Would you write out the listing verbatim and skip every picture in it?

------------

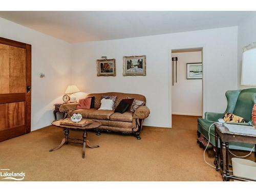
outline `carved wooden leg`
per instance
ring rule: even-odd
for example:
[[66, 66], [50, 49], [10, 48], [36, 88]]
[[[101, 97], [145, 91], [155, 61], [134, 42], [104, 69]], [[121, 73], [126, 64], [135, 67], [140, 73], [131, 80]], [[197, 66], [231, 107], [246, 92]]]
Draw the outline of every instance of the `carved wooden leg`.
[[216, 171], [219, 170], [219, 165], [218, 161], [219, 161], [219, 152], [218, 149], [218, 134], [215, 132], [215, 160], [214, 161], [214, 164], [216, 166]]
[[226, 143], [223, 142], [222, 143], [222, 156], [223, 156], [223, 174], [222, 174], [222, 178], [223, 181], [227, 181], [227, 172], [226, 172], [226, 160], [227, 158], [226, 157]]
[[65, 135], [65, 143], [68, 144], [69, 143], [69, 130], [67, 128], [64, 130], [64, 134]]
[[141, 138], [140, 137], [140, 133], [136, 133], [135, 134], [136, 136], [136, 139], [137, 140], [140, 140], [141, 139]]
[[199, 138], [201, 136], [201, 133], [198, 131], [197, 131], [197, 137]]
[[100, 135], [100, 132], [99, 130], [97, 130], [96, 135]]
[[63, 119], [66, 119], [67, 117], [68, 117], [68, 113], [67, 113], [66, 112], [63, 112], [62, 115]]
[[82, 135], [83, 145], [82, 145], [82, 158], [86, 158], [86, 130], [84, 130]]
[[52, 148], [51, 150], [49, 150], [49, 152], [53, 152], [54, 151], [56, 151], [57, 150], [58, 150], [59, 148], [60, 148], [62, 146], [62, 145], [64, 144], [64, 143], [65, 143], [65, 138], [63, 138], [62, 139], [62, 140], [61, 141], [61, 142], [60, 143], [60, 144], [59, 145], [59, 146], [58, 146], [57, 147], [55, 147], [55, 148]]
[[[229, 176], [229, 153], [228, 142], [226, 142], [226, 175]], [[227, 181], [229, 181], [229, 178], [226, 179]]]

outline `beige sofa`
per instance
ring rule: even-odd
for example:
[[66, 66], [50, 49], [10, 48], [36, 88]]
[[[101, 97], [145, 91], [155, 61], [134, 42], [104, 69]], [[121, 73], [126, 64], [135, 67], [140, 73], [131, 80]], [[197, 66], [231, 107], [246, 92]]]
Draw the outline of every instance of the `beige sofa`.
[[117, 96], [115, 103], [116, 108], [121, 100], [126, 97], [134, 98], [146, 103], [146, 98], [142, 95], [116, 92], [92, 93], [87, 95], [87, 97], [95, 97], [95, 108], [76, 110], [77, 103], [71, 103], [62, 105], [59, 111], [67, 113], [68, 117], [70, 117], [74, 113], [80, 113], [84, 118], [92, 119], [100, 123], [101, 125], [96, 129], [98, 135], [100, 135], [100, 131], [106, 131], [133, 134], [137, 139], [140, 139], [140, 133], [142, 128], [144, 119], [150, 114], [149, 109], [145, 105], [140, 106], [134, 113], [125, 112], [123, 114], [115, 113], [114, 110], [98, 110], [100, 107], [100, 101], [103, 95]]

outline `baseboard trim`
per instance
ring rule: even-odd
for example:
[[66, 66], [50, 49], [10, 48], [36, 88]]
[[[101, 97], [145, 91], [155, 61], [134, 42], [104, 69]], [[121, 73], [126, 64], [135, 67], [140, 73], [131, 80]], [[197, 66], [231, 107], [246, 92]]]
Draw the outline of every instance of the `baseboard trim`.
[[191, 113], [172, 113], [172, 115], [187, 115], [190, 116], [202, 116], [203, 114], [195, 114]]
[[147, 126], [154, 126], [159, 128], [172, 128], [172, 127], [170, 127], [168, 125], [166, 125], [153, 124], [153, 123], [143, 123], [143, 125]]

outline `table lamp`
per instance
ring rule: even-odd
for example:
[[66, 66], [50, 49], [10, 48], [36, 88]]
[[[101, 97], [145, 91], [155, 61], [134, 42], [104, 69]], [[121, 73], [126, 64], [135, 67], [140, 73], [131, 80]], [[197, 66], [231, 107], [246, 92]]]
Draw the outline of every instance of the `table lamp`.
[[75, 96], [75, 95], [73, 94], [73, 93], [79, 92], [80, 90], [78, 89], [78, 88], [77, 88], [77, 87], [76, 87], [75, 85], [72, 85], [68, 86], [68, 88], [67, 88], [65, 93], [71, 94], [70, 96], [70, 101], [72, 102], [75, 102], [76, 99], [76, 96]]
[[[256, 42], [243, 48], [241, 84], [256, 86]], [[251, 113], [251, 119], [256, 129], [256, 104]]]

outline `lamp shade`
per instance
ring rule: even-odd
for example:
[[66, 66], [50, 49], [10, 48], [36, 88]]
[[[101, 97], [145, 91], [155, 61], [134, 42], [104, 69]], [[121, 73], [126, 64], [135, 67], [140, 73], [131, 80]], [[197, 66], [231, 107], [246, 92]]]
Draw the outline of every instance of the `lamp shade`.
[[243, 53], [241, 84], [256, 85], [256, 48]]
[[80, 92], [80, 90], [77, 88], [76, 86], [69, 86], [67, 90], [66, 90], [65, 93], [74, 93]]

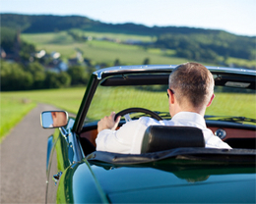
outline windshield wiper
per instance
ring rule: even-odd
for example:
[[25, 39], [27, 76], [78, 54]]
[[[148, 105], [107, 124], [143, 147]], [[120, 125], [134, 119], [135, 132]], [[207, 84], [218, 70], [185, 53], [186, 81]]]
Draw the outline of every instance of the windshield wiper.
[[211, 119], [211, 118], [219, 118], [217, 121], [225, 121], [225, 122], [233, 122], [233, 123], [256, 123], [255, 119], [250, 119], [246, 117], [230, 117], [230, 116], [210, 116], [206, 115], [205, 119]]

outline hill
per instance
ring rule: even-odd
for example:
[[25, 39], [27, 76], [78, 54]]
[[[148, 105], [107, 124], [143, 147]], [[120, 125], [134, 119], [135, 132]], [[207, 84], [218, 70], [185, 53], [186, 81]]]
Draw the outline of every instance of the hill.
[[[1, 26], [18, 29], [22, 33], [67, 31], [135, 34], [156, 37], [154, 43], [141, 44], [144, 48], [173, 49], [176, 57], [201, 62], [226, 65], [228, 58], [254, 61], [255, 37], [239, 36], [224, 30], [177, 26], [153, 26], [135, 24], [105, 24], [81, 16], [1, 14]], [[2, 41], [2, 40], [1, 40]], [[3, 42], [2, 42], [3, 43]]]

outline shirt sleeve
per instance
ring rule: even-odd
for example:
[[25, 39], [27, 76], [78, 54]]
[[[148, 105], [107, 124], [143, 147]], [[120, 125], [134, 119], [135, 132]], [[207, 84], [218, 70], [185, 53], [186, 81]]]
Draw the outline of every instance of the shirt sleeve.
[[103, 129], [98, 132], [96, 143], [97, 151], [116, 153], [133, 153], [134, 138], [138, 128], [138, 121], [132, 121], [123, 125], [118, 130]]

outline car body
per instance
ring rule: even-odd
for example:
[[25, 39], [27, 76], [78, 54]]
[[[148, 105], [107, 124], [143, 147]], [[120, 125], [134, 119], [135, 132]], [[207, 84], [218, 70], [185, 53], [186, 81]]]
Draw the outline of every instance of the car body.
[[96, 151], [97, 121], [111, 111], [140, 107], [170, 119], [166, 88], [174, 68], [124, 66], [92, 74], [77, 116], [48, 137], [46, 202], [256, 202], [253, 70], [207, 67], [215, 77], [216, 104], [206, 112], [206, 124], [232, 149]]

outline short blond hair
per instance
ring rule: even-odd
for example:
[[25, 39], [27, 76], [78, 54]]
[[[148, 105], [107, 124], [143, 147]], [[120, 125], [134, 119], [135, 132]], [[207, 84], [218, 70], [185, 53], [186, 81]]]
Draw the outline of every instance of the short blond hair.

------------

> The output:
outline `carved wooden leg`
per instance
ring rule: even-odd
for example:
[[66, 66], [50, 49], [10, 48], [36, 88]]
[[[101, 97], [145, 91], [155, 61], [134, 42], [104, 69]], [[121, 73], [126, 64], [135, 67], [140, 73], [131, 80]], [[197, 66], [231, 107], [246, 92]]]
Draw the outline of every instance of the `carved wooden leg`.
[[216, 171], [219, 170], [219, 165], [218, 161], [219, 161], [219, 152], [218, 149], [218, 134], [215, 132], [215, 160], [214, 161], [214, 164], [216, 166]]
[[226, 143], [223, 142], [222, 143], [222, 156], [223, 156], [223, 174], [222, 174], [222, 178], [223, 181], [227, 181], [227, 172], [226, 172], [226, 160], [227, 158], [226, 157]]
[[65, 135], [65, 143], [68, 144], [69, 143], [69, 130], [67, 128], [64, 130], [64, 134]]
[[141, 138], [140, 137], [140, 133], [136, 133], [135, 134], [136, 136], [136, 139], [137, 140], [140, 140], [141, 139]]
[[199, 138], [201, 136], [201, 133], [198, 131], [197, 131], [197, 137]]
[[100, 135], [100, 132], [99, 130], [97, 130], [96, 135]]
[[63, 119], [66, 119], [67, 117], [68, 117], [68, 113], [67, 113], [66, 112], [63, 112], [62, 115]]
[[82, 135], [83, 145], [82, 145], [82, 158], [86, 158], [86, 130], [84, 130]]
[[52, 148], [51, 150], [49, 150], [49, 152], [53, 152], [54, 151], [56, 151], [57, 150], [58, 150], [59, 148], [60, 148], [62, 146], [62, 145], [64, 144], [64, 143], [65, 143], [65, 138], [63, 138], [62, 139], [62, 140], [61, 141], [61, 142], [60, 143], [60, 144], [59, 145], [59, 146], [58, 146], [57, 147], [55, 147], [55, 148]]
[[[229, 176], [229, 153], [228, 142], [226, 142], [226, 175]], [[227, 181], [229, 181], [229, 178], [226, 179]]]

outline `beige sofa`
per instance
ring rule: even-odd
for example:
[[66, 66], [50, 49], [10, 48], [36, 88]]
[[[101, 97], [145, 91], [155, 61], [134, 42], [104, 69]], [[121, 73], [126, 64], [135, 67], [140, 73], [131, 80]], [[197, 66], [231, 107], [246, 92]]]
Draw the outline of every instance of the `beige sofa`.
[[117, 96], [115, 103], [116, 108], [121, 100], [126, 97], [134, 98], [146, 103], [146, 98], [142, 95], [116, 92], [92, 93], [87, 95], [87, 97], [95, 97], [95, 108], [76, 110], [77, 103], [71, 103], [62, 105], [59, 111], [67, 113], [68, 117], [70, 117], [74, 113], [80, 113], [84, 118], [92, 119], [100, 123], [101, 125], [96, 129], [98, 135], [100, 135], [100, 131], [106, 131], [133, 134], [137, 139], [140, 139], [140, 133], [142, 128], [144, 119], [150, 114], [149, 109], [145, 105], [140, 106], [134, 113], [125, 112], [123, 114], [115, 113], [114, 110], [98, 110], [100, 107], [100, 101], [103, 95]]

outline `baseboard trim`
per instance
ring rule: even-odd
for example:
[[66, 66], [50, 49], [10, 48], [36, 88]]
[[[101, 97], [145, 91], [155, 61], [134, 42], [104, 69]], [[121, 73], [126, 64], [135, 67], [140, 73], [131, 80]], [[197, 66], [231, 107], [246, 92]]]
Draw the outline of every instance of the `baseboard trim`.
[[191, 113], [172, 113], [172, 115], [187, 115], [190, 116], [202, 116], [203, 114], [195, 114]]
[[147, 126], [154, 126], [159, 128], [172, 128], [172, 127], [170, 127], [168, 125], [166, 125], [153, 124], [153, 123], [143, 123], [143, 125]]

outline `table lamp`
per instance
ring rule: even-odd
for example:
[[66, 66], [50, 49], [10, 48], [36, 88]]
[[[101, 97], [145, 91], [155, 61], [134, 42], [104, 69]], [[121, 73], [126, 64], [135, 67], [140, 73], [131, 80]], [[197, 66], [231, 107], [246, 92]]]
Draw the outline of every instance of the `table lamp`.
[[75, 96], [75, 95], [73, 94], [73, 93], [79, 92], [80, 90], [78, 89], [78, 88], [77, 88], [77, 87], [76, 87], [75, 85], [72, 85], [68, 86], [68, 88], [67, 88], [65, 93], [71, 94], [70, 96], [70, 101], [72, 102], [75, 102], [76, 99], [76, 96]]
[[[256, 42], [243, 48], [241, 84], [256, 86]], [[251, 113], [251, 119], [256, 129], [256, 104]]]

outline `lamp shade`
per instance
ring rule: even-odd
for example:
[[66, 66], [50, 49], [10, 48], [36, 88]]
[[[101, 97], [145, 91], [155, 61], [134, 42], [104, 69]], [[121, 73], [126, 64], [135, 67], [140, 73], [131, 80]], [[197, 66], [231, 107], [246, 92]]]
Draw the outline of every instance of the `lamp shade`.
[[243, 53], [241, 84], [256, 85], [256, 48]]
[[80, 92], [80, 90], [77, 88], [76, 86], [69, 86], [67, 90], [66, 90], [65, 93], [74, 93]]

outline windshield wiper
per instance
ring rule: even-odd
for example:
[[25, 39], [27, 76], [78, 54]]
[[[148, 105], [107, 124], [143, 147]], [[120, 125], [134, 119], [135, 132]], [[207, 84], [218, 70], [185, 53], [186, 81]]]
Draw the outline of every instance of the windshield wiper.
[[211, 119], [211, 118], [219, 118], [217, 121], [225, 121], [225, 122], [233, 122], [233, 123], [256, 123], [255, 119], [250, 119], [246, 117], [230, 117], [230, 116], [210, 116], [206, 115], [205, 119]]

outline hill
per instance
ring rule: even-odd
for example:
[[25, 39], [27, 76], [78, 54]]
[[[148, 105], [107, 124], [143, 147]], [[120, 125], [134, 119], [135, 132]], [[207, 84], [218, 70], [185, 53], [186, 81]]]
Draw the outline of every instance of the hill.
[[[1, 26], [18, 29], [22, 33], [67, 31], [135, 34], [156, 37], [154, 43], [141, 44], [144, 48], [173, 49], [176, 57], [201, 62], [226, 65], [228, 58], [254, 61], [255, 37], [239, 36], [224, 30], [177, 26], [153, 26], [135, 24], [105, 24], [81, 16], [1, 14]], [[2, 41], [2, 40], [1, 40]], [[3, 42], [2, 42], [3, 43]]]

outline shirt sleeve
per instance
ring rule: even-odd
for example:
[[25, 39], [27, 76], [78, 54]]
[[[148, 105], [107, 124], [143, 147]], [[120, 125], [134, 119], [135, 132]], [[207, 84], [218, 70], [185, 53], [186, 81]]]
Draw the outline of every instance of the shirt sleeve.
[[103, 129], [98, 132], [96, 143], [97, 151], [116, 153], [133, 153], [134, 138], [138, 128], [138, 121], [132, 121], [123, 125], [118, 130]]

outline car body
per instance
ring rule: even-odd
for example:
[[25, 39], [27, 76], [78, 54]]
[[[148, 105], [107, 124], [143, 147]], [[120, 125], [134, 119], [135, 132]], [[207, 84], [218, 70], [185, 53], [186, 81]]]
Draw the outline of every instance of the car body.
[[96, 151], [97, 121], [111, 111], [140, 107], [170, 119], [166, 88], [174, 68], [124, 66], [92, 74], [77, 116], [48, 137], [46, 202], [256, 202], [253, 70], [207, 67], [215, 77], [216, 104], [206, 112], [206, 124], [232, 149]]

outline short blond hair
per instance
ring rule: even-odd
for example:
[[25, 39], [27, 76], [78, 54]]
[[[148, 105], [107, 124], [143, 147]], [[120, 125], [134, 119], [135, 132]], [[207, 84], [218, 70], [185, 53], [186, 81]]]
Draw the outline of every instance of the short blond hair.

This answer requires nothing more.